What is expected =
Pick up the piece on digital consent in bioethics right after its last sentence and write the next part.

Supplied text =
While bioethics has generally understood technologies to be a source of ethical problems, there is relatively little reflection about issues associated with technology’s role in bioethics itself. The move towards electronic consent is one area in technology. While there is substantial research on consent and the consent process the gradual shift towards digital consent forms appears to have arrived without necessary bioethical reflection. What are the ethical implications of this shift?
Yet, there are other more compelling questions that this brings about: Could the digitization of consent forms support even more robust kinds of consent on the part of patients and research subjects? Given what we know about the gaps between the ideals of consent and the reality of consent in clinical and research settings, could electronic supports be used precisely in areas where consent “breaks down?” How might ethical aims be sustained or emboldened via systems?
Understanding Consent
Before delving more comprehensively into the issue of digital consent forms, it is necessary to think about the aims of consent. For bioethics, consent requires that several critical functions be performed. This is to say that consent obliges the presence of several components simultaneously. Often, these include disclosure, understanding, and voluntariness, among others.

Items listed in a dataset:
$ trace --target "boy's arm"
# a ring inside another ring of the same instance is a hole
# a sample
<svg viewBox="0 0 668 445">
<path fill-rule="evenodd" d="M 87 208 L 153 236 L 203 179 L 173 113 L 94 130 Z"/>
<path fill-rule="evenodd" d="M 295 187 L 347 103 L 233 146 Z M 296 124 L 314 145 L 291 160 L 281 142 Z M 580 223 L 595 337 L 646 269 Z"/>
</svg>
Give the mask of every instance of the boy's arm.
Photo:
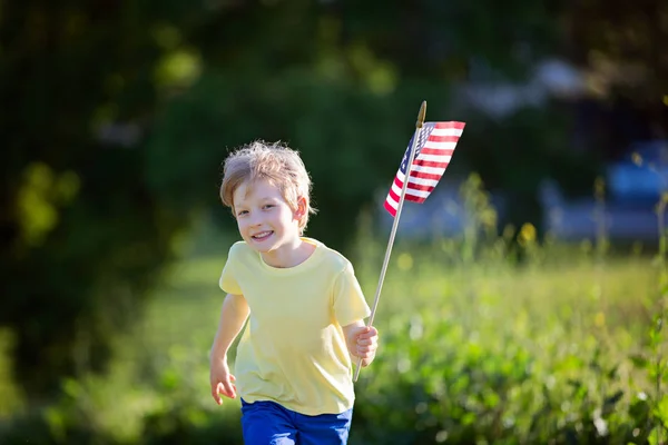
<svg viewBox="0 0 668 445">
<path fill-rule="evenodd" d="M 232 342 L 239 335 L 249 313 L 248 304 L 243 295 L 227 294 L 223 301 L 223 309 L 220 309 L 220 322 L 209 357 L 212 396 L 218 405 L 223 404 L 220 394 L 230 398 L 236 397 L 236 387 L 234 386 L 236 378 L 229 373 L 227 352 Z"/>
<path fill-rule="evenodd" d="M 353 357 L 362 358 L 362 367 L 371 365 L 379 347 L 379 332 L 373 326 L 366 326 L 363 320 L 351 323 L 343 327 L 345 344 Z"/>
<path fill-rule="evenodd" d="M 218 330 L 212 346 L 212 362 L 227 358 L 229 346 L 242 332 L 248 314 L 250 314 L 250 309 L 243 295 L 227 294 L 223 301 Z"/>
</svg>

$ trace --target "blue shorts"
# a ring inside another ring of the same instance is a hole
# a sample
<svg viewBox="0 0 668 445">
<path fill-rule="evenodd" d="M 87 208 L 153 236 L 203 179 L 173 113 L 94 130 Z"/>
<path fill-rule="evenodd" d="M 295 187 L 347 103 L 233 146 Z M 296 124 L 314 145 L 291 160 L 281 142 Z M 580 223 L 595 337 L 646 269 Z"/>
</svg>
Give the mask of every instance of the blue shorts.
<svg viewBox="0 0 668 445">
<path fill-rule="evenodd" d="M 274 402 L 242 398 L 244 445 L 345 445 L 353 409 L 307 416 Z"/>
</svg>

---

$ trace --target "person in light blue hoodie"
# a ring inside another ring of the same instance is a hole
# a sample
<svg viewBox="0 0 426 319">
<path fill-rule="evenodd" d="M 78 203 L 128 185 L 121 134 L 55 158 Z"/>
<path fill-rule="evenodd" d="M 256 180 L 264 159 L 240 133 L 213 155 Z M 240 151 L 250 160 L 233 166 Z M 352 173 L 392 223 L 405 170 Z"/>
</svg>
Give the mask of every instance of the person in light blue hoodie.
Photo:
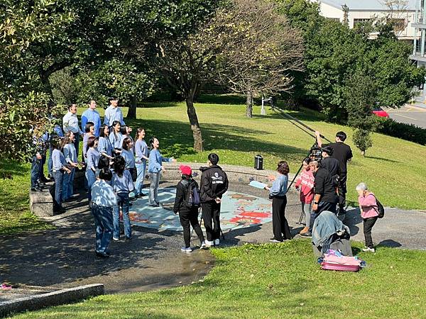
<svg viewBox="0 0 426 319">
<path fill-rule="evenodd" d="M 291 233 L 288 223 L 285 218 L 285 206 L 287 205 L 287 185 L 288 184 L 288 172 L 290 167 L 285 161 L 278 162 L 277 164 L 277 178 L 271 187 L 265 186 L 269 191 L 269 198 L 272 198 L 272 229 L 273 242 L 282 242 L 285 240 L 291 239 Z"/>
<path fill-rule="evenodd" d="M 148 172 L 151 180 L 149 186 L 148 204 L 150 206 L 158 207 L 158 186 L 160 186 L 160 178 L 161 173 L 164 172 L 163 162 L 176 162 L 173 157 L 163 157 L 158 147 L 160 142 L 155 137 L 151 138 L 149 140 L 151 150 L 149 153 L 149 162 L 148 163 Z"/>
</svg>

* * *

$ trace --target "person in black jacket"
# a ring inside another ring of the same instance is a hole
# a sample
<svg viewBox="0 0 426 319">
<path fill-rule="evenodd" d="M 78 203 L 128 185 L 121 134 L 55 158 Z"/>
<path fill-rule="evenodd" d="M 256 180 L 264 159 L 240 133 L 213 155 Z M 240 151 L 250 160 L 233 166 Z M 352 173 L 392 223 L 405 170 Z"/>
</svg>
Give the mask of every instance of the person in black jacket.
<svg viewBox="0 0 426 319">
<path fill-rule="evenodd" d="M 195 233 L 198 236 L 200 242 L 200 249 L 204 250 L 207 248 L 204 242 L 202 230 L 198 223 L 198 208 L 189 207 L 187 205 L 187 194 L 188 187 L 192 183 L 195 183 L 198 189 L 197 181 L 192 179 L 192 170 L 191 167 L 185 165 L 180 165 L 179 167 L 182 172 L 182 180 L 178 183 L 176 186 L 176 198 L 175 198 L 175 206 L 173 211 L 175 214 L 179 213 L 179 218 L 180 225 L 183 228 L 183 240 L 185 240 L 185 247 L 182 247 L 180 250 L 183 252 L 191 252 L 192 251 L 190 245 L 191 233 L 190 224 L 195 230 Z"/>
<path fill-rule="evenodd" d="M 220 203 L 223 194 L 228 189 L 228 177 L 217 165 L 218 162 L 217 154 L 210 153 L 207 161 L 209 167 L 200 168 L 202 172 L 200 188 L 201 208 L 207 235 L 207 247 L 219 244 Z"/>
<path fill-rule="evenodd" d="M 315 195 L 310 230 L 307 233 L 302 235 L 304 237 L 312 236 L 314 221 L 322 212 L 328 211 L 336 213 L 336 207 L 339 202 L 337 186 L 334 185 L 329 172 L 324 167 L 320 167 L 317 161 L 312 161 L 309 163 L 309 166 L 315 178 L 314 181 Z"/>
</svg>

Answer area =
In comparing written and digital consent forms concerning the issue of consent, one must assess each format in relation to these underlying components. Below, I have included a table from an article where researchers compared paper-based consent forms against electronic processes concerning the elements of informed consent:

Benefits of Electronic Informed Consent
Indeed, written consent forms often fail. With hand-written consent forms one finds, illegibility, unclear patient and procedure details, and patient’s signature. Digitalization would clear solve these issues. However, there are other issues related to the underlying ethical aims behind the intention of the consent process where digital forms could enable new approaches.
Consent is Not Static: Dynamic Consent
The development of something called, “dynamic consent” undoes one of the problems not only of written-based consent forms but also of the consent process itself. An individuals consent occurs at one moment in time, in a given context and may reflect a specific kind of understanding. Yet, people’s consent changes. How does this change in consent, part of the reality of ethics as it’s lived in “real life,” become honored in a newer mode of consent? Dynamic consent enables consenters to alter, change and withdraw consent long after the initial signing of a given document. By enabling an electronic site where consent is stored and accessible, consenters can change consent.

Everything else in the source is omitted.